» Stated exercise 1
According to the building code thread, on which stories of a Group R-2 occupancy are EERO required?
» Stated exercise 2
Repeat the building code thread word for word, from "For a Group" up to and including "to determine applicability.".

» Extract
-.-.-
Reformatted for sure, not sure of the substance yet.


----------



## Francis Vineyard (Jan 31, 2018)

“The section has been revised by creating a list identifying the requirements for Group R-2 & R-3 occupancies separately.

For a Group R-2 occupancy, it has been clarified that EERO are only required on those stories having only one complying exit. A single exit would be permitted under the allowances established in Section 1006.3.3 although this requirement is intended by the 2015 IBC, the inclusion of scoping language in Section 1030.1 no longer requires the code user to view Section 1006.3.2 to determine applicability.

The application to Group R-4 occupancies has also been clarified by adding it to the scoping list. As a general rule, Group R-4 occupancies are required to comply with the design and construction requirements for Group R-3 occupancies. Therefore, its addition to the scoping provisions only provides further clarification.”

Source: 2018 Significant Changes


----------



## cda (Jan 31, 2018)

Thought there was something about fall protection also ??


----------



## JBI (Feb 6, 2018)

Mostly reorganization, some adjustments, a new exception for basement bedrooms.
Nothing earth shattering, really. May actually be more user friendly in the long run.


----------



## mtlogcabin (Feb 6, 2018)

And it all based on the building being sprinkled. So if you have a amendment to the sprinkler requirements you might want to look at amending this section


----------
-.-.-
» Data excerpts
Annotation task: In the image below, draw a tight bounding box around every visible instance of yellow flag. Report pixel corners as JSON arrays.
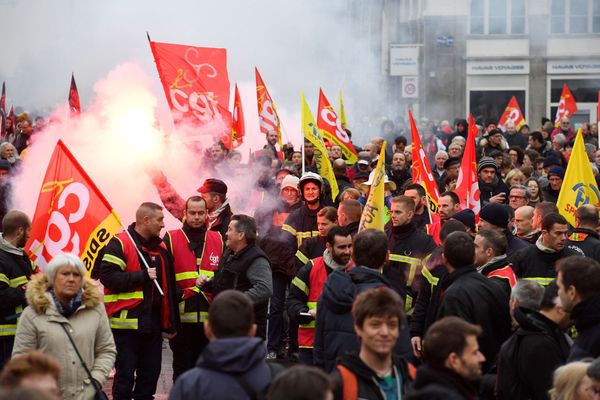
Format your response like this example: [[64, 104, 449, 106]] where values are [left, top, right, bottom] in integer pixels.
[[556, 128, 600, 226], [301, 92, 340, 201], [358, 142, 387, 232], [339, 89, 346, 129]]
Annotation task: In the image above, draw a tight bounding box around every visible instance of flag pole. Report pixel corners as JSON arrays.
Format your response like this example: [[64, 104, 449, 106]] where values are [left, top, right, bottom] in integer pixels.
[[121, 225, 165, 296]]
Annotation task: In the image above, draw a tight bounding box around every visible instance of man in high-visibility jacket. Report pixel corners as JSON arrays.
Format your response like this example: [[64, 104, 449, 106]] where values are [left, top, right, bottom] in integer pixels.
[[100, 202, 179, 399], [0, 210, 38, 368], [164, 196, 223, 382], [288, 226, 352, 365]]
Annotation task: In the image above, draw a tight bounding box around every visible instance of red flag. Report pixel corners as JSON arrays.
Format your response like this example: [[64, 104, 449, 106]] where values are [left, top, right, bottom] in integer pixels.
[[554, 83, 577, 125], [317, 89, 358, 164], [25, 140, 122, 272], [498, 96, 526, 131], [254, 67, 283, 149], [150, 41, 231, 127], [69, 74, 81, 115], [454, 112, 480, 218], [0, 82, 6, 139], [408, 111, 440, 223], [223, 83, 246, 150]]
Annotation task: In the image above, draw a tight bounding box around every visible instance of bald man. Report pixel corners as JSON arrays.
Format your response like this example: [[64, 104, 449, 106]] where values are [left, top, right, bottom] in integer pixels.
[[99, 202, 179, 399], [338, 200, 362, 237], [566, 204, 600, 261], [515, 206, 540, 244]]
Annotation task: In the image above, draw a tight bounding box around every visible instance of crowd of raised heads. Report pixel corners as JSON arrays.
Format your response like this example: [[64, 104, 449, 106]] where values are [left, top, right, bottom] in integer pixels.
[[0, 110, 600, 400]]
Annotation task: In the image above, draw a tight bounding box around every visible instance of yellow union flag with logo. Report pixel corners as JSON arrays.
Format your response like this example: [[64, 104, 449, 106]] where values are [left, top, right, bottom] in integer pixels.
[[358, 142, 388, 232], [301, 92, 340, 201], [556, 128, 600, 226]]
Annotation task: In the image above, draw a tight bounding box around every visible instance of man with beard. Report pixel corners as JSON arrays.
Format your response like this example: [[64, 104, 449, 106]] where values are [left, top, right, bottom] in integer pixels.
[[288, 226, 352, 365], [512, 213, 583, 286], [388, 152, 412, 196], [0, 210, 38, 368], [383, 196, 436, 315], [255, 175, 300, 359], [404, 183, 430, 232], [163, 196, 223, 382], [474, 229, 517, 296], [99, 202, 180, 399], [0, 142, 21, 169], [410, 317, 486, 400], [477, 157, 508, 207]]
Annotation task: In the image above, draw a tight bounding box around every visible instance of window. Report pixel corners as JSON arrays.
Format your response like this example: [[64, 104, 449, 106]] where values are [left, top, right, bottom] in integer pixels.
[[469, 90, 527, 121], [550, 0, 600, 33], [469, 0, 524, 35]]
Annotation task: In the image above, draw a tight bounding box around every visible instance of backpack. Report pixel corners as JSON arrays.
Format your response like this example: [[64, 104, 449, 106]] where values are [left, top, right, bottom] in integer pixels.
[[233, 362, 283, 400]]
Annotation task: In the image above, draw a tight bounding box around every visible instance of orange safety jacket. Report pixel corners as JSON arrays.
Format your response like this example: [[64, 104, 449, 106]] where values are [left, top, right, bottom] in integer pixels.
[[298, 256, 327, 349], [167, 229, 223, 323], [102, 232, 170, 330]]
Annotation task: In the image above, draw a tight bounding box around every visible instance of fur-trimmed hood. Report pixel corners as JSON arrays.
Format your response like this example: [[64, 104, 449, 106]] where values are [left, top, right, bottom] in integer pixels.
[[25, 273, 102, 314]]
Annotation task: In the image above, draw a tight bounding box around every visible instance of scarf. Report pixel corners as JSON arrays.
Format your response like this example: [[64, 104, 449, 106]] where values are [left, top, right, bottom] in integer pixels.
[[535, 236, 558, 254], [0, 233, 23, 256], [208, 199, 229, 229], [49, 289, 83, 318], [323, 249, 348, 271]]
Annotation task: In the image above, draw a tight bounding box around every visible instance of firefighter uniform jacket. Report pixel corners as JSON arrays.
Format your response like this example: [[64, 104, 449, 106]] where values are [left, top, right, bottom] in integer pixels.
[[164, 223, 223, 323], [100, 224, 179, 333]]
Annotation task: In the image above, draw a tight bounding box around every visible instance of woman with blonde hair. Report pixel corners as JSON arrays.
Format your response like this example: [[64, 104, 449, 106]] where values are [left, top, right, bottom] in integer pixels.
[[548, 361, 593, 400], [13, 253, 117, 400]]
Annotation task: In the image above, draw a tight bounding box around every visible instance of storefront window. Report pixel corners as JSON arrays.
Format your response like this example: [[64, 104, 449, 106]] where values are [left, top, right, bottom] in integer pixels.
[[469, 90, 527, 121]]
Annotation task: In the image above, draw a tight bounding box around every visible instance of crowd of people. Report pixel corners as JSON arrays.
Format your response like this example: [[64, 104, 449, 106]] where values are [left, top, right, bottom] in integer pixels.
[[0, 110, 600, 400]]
-.-.-
» Right answer 1
Only on stories that have only one complying exit.

» Right answer 2
For a Group R-2 occupancy, it has been clarified that EERO are only required on those stories having only one complying exit. A single exit would be permitted under the allowances established in Section 1006.3.3 although this requirement is intended by the 2015 IBC, the inclusion of scoping language in Section 1030.1 no longer requires the code user to view Section 1006.3.2 to determine applicability.